TASK TO COMPLETE
Print, unchanged, the stretch from the line containing "Every instance of the gray flexible" through the end of the data.

RECORDS SHOWN
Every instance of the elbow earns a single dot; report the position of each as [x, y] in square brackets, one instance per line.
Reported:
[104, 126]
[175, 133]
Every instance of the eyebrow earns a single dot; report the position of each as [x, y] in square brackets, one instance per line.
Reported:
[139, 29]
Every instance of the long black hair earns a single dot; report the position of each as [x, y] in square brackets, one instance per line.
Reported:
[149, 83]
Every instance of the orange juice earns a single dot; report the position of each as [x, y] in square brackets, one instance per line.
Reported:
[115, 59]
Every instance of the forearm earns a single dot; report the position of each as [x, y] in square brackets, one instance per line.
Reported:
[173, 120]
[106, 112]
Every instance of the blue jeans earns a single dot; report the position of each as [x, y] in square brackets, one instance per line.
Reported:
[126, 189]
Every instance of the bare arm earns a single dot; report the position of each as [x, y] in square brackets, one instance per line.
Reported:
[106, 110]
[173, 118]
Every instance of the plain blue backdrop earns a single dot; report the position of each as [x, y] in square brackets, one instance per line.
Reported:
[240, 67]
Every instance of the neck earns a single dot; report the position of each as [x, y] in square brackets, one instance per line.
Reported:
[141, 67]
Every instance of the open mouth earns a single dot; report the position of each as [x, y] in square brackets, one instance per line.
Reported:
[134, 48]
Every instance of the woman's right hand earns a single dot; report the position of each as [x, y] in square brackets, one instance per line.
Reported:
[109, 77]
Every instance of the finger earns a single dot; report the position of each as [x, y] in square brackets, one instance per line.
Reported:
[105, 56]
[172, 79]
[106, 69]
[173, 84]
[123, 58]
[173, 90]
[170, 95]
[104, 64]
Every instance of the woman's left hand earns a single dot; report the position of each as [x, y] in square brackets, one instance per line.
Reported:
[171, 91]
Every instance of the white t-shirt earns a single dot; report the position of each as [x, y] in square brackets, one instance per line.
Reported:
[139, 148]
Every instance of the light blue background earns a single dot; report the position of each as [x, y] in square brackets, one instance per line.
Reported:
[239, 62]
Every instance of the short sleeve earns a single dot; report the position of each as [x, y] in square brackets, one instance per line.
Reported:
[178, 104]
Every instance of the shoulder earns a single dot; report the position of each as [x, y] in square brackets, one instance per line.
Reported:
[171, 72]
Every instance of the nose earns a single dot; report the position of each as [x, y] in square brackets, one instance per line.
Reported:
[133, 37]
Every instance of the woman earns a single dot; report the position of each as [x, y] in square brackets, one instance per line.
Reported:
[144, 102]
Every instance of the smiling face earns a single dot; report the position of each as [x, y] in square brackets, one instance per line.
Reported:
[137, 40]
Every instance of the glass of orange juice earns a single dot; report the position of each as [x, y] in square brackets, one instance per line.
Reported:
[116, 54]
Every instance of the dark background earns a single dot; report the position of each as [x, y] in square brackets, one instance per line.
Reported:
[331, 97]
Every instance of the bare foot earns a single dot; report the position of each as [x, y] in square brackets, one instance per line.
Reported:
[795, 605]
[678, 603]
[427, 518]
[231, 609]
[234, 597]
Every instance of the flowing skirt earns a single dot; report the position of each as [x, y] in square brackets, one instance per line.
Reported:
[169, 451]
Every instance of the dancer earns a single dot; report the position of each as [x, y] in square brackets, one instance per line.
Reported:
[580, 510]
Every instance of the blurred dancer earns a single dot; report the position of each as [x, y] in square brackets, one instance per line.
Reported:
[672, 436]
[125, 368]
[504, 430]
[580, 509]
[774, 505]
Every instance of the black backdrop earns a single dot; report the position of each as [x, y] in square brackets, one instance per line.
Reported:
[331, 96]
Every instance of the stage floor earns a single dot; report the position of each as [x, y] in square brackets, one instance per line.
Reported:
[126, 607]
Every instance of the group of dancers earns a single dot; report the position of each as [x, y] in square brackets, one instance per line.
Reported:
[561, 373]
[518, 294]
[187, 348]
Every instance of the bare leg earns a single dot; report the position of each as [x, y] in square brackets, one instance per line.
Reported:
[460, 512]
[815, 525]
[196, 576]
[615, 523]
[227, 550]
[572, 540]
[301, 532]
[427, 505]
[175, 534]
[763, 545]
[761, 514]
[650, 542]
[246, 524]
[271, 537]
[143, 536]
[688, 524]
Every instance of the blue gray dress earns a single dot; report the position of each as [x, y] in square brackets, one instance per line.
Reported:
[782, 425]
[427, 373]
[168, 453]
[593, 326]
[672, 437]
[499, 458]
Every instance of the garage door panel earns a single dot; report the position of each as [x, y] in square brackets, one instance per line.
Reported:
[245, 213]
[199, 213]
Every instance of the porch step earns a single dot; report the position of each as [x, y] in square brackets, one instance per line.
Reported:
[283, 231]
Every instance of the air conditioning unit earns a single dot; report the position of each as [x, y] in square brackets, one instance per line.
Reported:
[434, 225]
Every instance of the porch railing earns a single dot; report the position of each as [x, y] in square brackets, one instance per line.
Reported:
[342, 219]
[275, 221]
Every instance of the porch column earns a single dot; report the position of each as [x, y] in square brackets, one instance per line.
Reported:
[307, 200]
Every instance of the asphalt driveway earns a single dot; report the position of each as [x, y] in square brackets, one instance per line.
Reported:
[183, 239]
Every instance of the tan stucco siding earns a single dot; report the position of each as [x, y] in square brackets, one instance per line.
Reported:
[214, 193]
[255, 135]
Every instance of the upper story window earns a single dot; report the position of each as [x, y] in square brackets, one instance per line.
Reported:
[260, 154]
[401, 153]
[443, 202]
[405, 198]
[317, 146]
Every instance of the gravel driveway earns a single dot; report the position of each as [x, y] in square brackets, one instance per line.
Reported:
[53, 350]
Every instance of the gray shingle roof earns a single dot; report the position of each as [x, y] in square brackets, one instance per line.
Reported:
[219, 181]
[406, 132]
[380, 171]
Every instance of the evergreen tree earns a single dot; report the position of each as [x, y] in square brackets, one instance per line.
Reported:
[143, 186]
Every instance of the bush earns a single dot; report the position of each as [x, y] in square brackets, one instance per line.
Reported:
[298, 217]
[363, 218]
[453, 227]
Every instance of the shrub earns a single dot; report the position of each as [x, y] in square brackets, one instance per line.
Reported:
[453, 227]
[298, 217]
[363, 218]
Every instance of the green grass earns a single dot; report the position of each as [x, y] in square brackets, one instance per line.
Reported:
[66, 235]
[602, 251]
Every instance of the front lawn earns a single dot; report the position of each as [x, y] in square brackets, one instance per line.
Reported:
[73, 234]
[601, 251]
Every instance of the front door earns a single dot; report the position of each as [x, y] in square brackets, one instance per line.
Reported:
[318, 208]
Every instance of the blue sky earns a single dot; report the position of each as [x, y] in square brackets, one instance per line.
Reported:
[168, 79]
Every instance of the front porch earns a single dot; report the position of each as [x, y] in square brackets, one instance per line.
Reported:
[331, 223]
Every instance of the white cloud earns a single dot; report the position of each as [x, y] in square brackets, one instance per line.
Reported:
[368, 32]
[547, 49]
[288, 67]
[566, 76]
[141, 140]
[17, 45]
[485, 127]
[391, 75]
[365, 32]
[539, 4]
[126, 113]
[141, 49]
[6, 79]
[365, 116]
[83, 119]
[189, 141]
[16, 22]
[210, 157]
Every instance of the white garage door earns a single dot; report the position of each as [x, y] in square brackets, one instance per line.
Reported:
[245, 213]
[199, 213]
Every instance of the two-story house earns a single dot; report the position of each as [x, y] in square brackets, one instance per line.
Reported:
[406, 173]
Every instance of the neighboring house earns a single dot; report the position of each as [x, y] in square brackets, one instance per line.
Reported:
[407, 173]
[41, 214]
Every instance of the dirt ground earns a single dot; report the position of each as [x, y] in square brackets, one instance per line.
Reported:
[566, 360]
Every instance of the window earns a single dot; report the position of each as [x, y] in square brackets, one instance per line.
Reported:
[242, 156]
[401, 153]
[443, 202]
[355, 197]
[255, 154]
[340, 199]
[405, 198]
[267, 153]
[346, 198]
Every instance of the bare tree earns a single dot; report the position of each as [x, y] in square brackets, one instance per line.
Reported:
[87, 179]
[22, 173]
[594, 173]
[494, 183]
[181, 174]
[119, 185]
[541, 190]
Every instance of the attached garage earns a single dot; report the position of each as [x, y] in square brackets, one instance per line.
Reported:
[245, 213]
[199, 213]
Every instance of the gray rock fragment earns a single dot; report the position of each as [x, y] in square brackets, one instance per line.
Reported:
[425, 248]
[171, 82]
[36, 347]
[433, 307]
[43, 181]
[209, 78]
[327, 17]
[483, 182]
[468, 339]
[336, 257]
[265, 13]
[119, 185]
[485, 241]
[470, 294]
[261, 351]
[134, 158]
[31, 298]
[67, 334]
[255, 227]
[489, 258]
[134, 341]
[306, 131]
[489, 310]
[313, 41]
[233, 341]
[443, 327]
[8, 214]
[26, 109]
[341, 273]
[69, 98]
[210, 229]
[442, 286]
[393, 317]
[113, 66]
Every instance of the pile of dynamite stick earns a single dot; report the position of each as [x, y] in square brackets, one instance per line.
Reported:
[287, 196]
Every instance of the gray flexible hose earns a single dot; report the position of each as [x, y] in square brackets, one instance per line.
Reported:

WRITTEN REPLY
Every instance of the gray flexible hose earns a single dot; report the position of each as [x, y] in square brackets, one instance per line.
Reported:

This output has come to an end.